◆ **Short problem**:
Reproduce the listing from the line with "Return one point per instance of the large" up to and including the line with "<point>317,98</point>", switching "boulder" to "stone" and leaving everything else unchanged.

◆ **Data extract**:
┄┄┄┄┄┄┄┄┄┄
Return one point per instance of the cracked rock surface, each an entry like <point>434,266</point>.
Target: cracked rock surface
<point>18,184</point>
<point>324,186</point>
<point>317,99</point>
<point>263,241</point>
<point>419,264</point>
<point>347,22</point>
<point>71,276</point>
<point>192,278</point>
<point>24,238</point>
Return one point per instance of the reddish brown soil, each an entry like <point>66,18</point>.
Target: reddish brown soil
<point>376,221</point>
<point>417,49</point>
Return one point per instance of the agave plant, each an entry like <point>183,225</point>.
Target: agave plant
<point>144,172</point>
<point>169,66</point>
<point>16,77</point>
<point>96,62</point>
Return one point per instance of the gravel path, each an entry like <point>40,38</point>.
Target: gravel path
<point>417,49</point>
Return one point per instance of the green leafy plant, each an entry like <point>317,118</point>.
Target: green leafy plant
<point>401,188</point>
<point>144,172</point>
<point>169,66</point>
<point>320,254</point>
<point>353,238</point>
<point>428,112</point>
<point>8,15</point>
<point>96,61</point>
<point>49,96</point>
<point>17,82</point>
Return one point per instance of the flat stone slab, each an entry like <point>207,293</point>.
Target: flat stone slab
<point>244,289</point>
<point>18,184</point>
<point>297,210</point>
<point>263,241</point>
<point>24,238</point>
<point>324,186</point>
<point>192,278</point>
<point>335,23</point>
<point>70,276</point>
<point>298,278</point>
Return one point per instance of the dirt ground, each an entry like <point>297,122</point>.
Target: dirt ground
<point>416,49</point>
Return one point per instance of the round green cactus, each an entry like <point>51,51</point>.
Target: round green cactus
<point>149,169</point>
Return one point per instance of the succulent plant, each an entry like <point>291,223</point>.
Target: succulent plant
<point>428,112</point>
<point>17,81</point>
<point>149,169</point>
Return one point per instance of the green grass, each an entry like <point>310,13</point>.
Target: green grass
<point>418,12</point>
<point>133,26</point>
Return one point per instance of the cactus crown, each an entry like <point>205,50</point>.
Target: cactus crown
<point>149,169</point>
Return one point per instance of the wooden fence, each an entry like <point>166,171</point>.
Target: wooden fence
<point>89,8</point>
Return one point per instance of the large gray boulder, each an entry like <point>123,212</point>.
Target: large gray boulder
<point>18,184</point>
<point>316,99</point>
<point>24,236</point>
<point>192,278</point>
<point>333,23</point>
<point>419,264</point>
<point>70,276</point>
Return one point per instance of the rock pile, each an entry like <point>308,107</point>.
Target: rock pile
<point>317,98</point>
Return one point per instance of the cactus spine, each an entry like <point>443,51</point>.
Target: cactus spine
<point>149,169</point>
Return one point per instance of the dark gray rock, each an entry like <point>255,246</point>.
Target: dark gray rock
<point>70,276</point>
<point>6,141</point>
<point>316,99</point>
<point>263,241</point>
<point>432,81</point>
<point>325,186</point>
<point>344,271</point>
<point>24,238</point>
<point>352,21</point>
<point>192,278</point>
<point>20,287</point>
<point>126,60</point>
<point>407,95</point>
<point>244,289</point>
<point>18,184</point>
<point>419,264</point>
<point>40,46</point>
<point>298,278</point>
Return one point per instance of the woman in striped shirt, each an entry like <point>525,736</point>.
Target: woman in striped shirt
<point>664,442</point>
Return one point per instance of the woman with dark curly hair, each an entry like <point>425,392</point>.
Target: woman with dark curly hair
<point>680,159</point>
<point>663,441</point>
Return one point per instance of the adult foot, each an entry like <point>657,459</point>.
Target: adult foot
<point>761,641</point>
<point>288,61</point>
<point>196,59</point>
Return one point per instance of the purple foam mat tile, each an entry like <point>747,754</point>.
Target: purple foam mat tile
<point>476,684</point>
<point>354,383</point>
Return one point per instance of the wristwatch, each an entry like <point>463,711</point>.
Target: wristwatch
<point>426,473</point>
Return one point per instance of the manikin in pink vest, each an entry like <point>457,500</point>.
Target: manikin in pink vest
┄┄┄┄┄┄┄┄┄┄
◆ **Output of the exercise**:
Return one point per instance of the large gray stone, each an entry like <point>123,212</point>.
Target: large gray stone
<point>18,184</point>
<point>316,99</point>
<point>24,236</point>
<point>192,278</point>
<point>333,23</point>
<point>419,264</point>
<point>70,276</point>
Return one point per instance of the rock pile, each an entry like <point>308,107</point>.
Target: rock pile
<point>317,98</point>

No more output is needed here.